━━ Data section

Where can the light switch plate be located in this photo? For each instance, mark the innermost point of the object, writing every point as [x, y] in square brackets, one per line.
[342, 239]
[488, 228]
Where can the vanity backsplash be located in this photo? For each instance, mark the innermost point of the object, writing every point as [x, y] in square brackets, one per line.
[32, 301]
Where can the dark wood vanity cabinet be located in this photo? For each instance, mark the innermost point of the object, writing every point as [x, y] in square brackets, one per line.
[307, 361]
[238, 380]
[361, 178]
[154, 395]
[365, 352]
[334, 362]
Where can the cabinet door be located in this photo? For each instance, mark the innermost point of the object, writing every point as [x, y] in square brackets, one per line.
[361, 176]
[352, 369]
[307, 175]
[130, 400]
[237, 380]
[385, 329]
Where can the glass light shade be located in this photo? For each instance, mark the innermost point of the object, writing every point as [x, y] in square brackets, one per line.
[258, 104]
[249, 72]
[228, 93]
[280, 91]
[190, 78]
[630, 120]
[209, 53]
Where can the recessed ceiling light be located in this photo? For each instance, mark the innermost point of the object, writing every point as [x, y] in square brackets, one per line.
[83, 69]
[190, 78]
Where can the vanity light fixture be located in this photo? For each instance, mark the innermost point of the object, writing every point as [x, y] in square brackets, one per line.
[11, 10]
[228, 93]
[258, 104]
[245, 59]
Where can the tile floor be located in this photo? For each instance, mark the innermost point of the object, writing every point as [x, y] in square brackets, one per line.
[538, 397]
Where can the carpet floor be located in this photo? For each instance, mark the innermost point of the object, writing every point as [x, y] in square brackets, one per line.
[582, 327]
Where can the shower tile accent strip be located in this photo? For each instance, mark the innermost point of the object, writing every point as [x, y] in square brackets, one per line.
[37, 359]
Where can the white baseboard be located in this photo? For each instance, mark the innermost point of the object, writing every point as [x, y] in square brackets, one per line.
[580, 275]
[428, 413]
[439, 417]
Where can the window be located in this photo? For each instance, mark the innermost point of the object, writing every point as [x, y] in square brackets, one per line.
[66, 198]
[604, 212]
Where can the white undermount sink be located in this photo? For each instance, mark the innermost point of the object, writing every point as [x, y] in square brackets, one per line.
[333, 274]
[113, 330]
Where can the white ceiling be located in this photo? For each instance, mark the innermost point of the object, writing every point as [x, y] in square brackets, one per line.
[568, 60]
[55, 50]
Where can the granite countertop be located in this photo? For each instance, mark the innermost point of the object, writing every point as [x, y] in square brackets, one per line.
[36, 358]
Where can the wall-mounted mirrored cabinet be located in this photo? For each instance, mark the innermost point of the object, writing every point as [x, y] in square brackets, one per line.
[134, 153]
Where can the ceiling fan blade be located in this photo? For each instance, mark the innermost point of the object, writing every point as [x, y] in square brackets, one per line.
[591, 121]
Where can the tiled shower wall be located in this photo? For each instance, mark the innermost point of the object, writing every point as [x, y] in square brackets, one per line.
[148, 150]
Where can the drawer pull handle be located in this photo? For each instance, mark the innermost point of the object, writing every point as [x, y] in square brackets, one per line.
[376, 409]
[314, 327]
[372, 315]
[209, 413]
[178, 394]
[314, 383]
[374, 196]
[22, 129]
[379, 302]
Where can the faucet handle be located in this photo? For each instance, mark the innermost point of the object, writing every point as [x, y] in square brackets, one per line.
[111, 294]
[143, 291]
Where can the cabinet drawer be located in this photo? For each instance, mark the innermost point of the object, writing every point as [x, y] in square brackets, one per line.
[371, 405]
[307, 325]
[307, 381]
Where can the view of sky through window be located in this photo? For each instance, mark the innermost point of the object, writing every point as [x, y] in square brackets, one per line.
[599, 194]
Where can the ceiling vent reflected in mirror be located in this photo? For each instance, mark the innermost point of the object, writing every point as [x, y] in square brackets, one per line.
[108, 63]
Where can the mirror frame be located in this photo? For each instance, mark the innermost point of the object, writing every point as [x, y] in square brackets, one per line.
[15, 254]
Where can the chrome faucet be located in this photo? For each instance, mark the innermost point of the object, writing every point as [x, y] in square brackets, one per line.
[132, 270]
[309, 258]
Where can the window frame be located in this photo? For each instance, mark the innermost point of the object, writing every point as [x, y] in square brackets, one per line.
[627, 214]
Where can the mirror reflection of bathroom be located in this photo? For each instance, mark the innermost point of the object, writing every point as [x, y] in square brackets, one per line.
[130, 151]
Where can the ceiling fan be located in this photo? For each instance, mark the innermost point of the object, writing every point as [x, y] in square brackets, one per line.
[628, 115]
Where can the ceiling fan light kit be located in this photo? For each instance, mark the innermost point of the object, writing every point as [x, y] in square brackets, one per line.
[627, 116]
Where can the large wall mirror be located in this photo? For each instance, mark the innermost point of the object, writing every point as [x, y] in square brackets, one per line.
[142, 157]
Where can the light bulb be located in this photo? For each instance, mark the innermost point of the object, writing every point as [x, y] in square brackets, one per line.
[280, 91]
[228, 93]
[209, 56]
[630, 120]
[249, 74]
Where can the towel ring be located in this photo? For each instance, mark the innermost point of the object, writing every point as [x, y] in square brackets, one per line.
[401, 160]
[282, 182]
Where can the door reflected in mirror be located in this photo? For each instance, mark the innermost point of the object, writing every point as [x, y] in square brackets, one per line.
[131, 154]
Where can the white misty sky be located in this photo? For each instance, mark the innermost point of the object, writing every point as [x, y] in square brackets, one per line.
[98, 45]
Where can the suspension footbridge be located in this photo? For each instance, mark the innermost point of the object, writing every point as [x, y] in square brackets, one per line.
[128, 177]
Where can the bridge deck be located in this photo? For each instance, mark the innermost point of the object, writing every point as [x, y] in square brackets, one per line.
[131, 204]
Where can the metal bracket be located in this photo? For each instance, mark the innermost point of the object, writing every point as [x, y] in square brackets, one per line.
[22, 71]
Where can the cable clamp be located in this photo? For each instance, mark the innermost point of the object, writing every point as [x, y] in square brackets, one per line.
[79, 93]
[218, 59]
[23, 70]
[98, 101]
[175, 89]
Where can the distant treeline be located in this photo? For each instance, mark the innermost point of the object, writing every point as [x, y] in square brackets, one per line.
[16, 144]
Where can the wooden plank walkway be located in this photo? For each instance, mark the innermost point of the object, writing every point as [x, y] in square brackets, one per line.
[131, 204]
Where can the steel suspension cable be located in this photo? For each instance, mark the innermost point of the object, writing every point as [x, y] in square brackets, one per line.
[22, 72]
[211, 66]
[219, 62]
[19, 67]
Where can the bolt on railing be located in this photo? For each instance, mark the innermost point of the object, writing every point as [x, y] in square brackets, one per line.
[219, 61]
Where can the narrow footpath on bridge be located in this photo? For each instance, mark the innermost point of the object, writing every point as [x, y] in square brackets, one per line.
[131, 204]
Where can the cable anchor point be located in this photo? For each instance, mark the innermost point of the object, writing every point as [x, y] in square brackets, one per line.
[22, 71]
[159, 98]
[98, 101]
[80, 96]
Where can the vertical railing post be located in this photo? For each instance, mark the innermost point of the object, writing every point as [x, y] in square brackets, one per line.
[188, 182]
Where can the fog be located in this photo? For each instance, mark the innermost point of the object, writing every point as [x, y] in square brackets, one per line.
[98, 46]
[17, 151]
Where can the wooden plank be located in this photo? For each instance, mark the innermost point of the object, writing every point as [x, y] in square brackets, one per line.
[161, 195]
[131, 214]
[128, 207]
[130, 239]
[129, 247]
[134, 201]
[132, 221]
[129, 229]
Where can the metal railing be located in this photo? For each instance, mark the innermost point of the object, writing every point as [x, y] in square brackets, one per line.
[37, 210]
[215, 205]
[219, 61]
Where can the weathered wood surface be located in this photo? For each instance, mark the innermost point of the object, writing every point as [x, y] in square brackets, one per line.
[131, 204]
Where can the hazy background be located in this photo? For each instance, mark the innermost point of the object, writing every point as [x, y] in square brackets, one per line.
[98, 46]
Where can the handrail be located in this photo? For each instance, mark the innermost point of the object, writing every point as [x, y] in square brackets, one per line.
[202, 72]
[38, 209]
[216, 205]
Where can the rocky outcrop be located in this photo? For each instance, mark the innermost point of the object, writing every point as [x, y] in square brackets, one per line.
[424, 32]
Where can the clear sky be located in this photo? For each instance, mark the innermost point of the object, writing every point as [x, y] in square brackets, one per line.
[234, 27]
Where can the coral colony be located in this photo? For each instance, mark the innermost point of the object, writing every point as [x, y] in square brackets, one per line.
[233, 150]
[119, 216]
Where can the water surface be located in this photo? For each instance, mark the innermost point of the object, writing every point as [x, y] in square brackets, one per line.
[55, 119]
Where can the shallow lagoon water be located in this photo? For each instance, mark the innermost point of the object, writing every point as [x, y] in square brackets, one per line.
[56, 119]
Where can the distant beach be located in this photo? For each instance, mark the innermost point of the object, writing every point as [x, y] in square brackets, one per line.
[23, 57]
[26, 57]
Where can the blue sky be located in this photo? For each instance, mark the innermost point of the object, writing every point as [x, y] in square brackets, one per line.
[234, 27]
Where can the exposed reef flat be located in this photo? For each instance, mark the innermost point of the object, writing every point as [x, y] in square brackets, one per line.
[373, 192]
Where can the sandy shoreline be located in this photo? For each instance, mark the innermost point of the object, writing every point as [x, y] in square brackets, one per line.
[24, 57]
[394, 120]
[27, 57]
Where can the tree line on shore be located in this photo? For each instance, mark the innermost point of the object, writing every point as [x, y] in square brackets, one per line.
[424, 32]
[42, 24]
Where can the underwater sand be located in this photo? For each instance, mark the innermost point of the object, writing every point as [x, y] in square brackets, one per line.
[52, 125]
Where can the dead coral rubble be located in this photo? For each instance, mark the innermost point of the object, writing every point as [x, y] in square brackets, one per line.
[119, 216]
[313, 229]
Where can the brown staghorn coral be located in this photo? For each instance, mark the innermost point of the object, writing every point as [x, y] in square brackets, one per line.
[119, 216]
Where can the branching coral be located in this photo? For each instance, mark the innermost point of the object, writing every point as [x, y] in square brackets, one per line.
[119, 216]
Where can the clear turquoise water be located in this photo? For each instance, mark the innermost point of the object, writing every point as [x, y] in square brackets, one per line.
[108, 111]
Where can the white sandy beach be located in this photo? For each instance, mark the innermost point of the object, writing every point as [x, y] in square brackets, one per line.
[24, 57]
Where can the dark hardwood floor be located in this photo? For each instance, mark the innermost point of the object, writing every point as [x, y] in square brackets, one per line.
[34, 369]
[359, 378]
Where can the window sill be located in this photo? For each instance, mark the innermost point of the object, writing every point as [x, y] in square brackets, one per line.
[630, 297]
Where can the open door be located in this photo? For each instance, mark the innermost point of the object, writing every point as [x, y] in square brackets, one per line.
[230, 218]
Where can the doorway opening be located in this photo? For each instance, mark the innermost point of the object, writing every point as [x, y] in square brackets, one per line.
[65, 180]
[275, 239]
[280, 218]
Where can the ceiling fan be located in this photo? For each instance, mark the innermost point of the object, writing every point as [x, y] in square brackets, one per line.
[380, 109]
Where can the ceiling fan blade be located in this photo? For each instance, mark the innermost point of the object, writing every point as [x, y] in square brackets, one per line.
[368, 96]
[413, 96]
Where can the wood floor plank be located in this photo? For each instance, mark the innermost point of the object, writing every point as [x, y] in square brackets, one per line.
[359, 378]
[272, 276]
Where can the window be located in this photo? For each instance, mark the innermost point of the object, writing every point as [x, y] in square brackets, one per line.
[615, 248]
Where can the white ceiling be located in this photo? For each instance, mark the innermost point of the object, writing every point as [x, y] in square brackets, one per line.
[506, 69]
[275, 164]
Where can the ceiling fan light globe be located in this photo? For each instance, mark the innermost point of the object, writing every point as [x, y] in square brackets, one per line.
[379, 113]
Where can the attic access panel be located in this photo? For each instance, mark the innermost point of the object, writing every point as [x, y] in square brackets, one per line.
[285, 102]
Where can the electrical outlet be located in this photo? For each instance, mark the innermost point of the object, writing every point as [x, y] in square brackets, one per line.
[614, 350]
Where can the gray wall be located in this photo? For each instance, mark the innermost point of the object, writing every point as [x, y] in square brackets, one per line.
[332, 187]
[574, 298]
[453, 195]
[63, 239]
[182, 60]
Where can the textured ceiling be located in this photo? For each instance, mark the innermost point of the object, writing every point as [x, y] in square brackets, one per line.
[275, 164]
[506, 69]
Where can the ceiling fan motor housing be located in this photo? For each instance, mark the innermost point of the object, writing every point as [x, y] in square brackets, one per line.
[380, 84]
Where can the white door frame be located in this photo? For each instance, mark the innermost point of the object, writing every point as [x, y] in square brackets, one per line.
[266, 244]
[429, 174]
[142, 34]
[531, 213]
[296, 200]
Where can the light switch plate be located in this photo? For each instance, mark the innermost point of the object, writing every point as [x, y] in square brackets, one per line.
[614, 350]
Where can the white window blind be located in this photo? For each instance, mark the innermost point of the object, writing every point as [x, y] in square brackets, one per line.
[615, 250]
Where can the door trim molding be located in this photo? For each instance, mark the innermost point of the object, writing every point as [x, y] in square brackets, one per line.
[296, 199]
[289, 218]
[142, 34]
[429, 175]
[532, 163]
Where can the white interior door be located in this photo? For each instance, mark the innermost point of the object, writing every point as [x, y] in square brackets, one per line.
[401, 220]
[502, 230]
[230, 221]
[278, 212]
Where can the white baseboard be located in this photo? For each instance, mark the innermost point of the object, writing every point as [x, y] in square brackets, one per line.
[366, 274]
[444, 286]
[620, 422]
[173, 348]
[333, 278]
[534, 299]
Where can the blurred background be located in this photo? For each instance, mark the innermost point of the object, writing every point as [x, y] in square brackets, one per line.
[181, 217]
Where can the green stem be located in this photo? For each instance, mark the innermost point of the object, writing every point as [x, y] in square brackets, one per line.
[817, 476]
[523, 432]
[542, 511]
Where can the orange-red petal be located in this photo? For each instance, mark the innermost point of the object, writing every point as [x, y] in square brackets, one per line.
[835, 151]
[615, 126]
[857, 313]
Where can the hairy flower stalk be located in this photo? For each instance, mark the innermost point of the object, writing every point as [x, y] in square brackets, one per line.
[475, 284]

━━━━

[Task to complete] Repeat exactly, and only, the lines of the records above, starting with the line that contains "Where can the green" and ending with the final line, both included.

[Finished exercise]
Where can the green stem be located in this photo? For each instance, mark the innermost point of the object, writing every point as [x, y] in square brackets, one per line.
[817, 476]
[523, 432]
[542, 511]
Where can the orange-red petal be located in this photo? For each instance, mark the innermost point of the object, writing every point as [x, y] in square brackets, one per line.
[835, 151]
[615, 126]
[857, 313]
Where can the hairy flower stalk be located in this photo? For each instance, mark the innermost point of the object, writing every point as [x, y] in square brackets, one per line.
[475, 284]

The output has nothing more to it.